### Your objective:
Check each line of the material below for "black". Report how many have it, with no other words.

Data for analysis below:

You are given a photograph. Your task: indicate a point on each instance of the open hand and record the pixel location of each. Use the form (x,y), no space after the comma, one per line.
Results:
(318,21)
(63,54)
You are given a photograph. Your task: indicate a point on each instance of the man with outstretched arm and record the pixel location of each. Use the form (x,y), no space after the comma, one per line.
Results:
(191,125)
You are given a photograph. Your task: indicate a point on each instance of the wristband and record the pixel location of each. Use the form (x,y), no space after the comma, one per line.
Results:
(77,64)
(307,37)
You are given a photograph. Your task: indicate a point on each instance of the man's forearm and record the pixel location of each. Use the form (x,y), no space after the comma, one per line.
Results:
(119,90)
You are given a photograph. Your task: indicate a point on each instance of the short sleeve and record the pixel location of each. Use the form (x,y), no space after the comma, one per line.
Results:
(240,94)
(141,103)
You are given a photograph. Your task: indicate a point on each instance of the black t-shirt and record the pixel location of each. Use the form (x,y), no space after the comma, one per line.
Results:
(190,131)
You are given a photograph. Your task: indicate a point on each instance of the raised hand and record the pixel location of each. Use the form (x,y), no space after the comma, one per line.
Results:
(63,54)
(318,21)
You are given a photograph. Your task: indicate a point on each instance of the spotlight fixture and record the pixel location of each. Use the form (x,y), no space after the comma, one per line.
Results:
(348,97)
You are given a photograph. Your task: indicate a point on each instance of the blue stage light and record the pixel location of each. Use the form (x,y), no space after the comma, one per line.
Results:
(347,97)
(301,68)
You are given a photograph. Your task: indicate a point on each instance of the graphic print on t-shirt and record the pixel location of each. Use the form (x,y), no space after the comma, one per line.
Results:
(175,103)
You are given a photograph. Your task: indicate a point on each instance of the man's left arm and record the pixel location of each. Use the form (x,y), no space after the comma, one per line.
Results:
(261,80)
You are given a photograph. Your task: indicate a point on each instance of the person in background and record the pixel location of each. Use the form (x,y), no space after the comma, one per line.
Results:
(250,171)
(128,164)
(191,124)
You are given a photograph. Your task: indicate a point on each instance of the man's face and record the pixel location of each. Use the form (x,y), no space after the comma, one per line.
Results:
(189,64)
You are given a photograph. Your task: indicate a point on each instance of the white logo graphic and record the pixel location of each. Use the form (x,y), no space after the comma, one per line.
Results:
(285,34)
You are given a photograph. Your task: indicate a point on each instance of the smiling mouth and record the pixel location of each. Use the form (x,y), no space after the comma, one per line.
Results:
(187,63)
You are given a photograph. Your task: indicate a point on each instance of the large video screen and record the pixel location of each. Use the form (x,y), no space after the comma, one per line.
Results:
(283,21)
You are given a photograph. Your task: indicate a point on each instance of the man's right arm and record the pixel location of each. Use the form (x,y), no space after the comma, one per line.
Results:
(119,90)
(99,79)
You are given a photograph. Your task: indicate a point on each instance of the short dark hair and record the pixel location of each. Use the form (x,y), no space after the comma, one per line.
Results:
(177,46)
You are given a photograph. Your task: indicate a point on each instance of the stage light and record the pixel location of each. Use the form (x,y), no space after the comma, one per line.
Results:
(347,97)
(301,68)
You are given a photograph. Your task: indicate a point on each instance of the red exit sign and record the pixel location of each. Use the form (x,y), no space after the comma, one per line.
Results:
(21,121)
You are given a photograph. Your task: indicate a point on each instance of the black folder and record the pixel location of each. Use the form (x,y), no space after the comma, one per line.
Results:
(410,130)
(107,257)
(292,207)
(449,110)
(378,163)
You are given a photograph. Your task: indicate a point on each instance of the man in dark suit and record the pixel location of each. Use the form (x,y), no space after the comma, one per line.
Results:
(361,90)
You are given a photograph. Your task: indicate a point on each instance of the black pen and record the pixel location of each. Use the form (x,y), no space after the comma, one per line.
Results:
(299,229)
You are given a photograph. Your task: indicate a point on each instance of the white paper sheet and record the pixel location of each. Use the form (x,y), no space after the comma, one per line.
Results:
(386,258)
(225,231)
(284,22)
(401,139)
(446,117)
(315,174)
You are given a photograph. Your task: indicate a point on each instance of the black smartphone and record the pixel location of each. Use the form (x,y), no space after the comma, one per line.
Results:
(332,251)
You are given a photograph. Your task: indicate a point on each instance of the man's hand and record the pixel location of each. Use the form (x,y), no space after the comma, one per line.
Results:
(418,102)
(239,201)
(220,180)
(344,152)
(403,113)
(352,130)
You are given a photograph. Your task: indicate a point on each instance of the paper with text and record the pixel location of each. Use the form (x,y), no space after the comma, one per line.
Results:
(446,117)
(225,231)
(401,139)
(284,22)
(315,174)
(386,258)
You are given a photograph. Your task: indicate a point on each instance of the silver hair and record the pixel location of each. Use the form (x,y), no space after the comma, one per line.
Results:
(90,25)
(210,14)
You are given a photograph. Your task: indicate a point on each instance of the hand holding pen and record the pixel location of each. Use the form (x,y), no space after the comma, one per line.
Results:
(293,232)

End of Data for analysis.

### Your solution:
4